● **Work instructions**: List every line of the data below that contains the string "green".

[Records]
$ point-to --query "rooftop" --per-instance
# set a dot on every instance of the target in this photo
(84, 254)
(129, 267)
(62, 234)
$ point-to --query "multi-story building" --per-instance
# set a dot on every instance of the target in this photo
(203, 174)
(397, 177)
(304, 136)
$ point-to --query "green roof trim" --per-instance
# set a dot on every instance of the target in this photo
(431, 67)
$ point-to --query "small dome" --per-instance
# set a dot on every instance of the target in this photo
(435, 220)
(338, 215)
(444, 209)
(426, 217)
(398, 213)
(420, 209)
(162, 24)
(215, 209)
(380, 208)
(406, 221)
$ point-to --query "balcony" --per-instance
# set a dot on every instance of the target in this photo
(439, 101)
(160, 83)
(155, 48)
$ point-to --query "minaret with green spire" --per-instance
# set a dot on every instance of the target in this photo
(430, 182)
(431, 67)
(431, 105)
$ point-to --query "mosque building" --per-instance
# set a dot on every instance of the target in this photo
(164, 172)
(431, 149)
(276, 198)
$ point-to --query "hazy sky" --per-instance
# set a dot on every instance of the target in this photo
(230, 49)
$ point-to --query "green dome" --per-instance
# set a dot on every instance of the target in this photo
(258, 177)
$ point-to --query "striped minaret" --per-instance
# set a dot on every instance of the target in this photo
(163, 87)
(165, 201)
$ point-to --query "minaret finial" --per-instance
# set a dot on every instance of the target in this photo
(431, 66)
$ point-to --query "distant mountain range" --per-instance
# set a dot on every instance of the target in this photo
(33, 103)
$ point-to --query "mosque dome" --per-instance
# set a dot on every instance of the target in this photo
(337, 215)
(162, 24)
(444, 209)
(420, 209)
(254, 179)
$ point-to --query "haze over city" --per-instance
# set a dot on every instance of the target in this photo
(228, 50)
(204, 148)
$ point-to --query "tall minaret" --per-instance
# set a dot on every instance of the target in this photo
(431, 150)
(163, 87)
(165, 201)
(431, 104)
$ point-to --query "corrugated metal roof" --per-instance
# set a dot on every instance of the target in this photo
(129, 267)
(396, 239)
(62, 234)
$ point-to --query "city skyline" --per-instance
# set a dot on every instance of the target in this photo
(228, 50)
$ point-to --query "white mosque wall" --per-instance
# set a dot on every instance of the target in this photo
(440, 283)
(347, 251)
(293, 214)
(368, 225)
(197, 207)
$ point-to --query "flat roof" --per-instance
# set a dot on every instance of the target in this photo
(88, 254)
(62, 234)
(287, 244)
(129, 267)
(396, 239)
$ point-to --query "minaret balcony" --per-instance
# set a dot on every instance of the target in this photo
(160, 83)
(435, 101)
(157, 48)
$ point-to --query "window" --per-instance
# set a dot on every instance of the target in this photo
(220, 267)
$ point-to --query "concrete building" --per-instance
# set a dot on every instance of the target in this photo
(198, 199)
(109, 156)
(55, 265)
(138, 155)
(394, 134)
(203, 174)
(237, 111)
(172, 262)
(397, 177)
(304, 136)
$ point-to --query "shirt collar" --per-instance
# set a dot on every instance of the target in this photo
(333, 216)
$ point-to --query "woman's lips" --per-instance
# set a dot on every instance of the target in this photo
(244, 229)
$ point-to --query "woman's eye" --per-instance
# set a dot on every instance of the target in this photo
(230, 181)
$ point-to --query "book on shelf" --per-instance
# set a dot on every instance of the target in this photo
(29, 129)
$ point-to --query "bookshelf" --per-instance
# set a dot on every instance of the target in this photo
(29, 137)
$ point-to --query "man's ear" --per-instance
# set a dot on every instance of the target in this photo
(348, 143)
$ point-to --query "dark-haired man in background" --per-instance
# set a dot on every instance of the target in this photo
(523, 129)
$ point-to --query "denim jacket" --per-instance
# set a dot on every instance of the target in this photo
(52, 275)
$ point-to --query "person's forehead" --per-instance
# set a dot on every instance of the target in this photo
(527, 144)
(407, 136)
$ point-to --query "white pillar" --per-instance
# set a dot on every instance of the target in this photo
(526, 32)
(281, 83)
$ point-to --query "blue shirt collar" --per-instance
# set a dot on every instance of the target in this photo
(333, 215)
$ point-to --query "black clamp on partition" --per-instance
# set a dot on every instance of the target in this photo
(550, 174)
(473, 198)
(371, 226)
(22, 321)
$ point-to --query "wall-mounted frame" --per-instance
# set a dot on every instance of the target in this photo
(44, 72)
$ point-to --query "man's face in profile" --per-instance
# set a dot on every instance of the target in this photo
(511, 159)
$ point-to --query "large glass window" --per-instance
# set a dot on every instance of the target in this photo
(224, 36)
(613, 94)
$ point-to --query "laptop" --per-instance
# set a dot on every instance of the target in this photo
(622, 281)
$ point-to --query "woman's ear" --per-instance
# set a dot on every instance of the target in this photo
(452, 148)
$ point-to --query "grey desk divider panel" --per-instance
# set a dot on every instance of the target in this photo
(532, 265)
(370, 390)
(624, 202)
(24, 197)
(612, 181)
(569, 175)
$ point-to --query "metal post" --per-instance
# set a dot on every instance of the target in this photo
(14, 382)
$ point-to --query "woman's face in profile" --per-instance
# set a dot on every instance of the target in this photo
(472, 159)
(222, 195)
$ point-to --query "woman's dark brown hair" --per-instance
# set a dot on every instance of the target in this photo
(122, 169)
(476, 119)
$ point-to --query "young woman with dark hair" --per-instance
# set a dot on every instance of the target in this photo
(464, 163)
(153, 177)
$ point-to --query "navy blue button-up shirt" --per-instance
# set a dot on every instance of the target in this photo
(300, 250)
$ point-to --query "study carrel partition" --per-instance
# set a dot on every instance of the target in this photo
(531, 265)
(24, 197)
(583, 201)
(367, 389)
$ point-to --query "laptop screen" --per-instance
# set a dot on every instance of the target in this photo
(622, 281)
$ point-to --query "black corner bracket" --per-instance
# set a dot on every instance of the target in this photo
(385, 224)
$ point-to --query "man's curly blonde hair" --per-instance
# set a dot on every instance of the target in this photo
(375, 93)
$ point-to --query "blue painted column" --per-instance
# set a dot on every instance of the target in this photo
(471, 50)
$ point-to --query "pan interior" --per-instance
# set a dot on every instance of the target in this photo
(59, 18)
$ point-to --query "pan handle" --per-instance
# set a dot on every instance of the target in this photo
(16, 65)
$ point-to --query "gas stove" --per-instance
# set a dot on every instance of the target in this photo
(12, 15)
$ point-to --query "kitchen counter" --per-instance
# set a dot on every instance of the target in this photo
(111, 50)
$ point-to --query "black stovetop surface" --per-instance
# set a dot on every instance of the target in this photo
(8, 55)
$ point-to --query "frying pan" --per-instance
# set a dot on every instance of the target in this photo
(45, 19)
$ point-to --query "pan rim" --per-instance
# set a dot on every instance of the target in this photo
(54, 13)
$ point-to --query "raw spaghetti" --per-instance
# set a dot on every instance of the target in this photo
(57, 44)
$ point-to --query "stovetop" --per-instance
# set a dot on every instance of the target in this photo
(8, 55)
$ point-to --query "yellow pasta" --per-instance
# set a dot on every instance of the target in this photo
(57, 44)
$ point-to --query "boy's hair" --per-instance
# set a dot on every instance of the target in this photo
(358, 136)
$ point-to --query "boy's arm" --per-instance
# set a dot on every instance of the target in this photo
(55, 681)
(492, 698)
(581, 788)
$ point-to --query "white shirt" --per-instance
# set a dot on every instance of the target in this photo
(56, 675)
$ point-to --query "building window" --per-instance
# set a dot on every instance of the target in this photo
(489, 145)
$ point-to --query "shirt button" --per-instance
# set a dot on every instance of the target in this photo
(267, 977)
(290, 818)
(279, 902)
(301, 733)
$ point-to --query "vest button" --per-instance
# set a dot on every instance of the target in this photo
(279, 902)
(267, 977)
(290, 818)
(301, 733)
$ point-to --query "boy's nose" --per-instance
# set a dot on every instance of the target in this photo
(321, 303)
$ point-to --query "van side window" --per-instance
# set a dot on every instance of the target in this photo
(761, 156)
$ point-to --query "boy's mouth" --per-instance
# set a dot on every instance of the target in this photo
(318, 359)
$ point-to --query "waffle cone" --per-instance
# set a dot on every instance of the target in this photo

● **Task solution**:
$ point-to --query "green roof trim" --per-instance
$ point-to --query "minaret with green spire" --per-instance
$ point-to --query "green dome" --per-instance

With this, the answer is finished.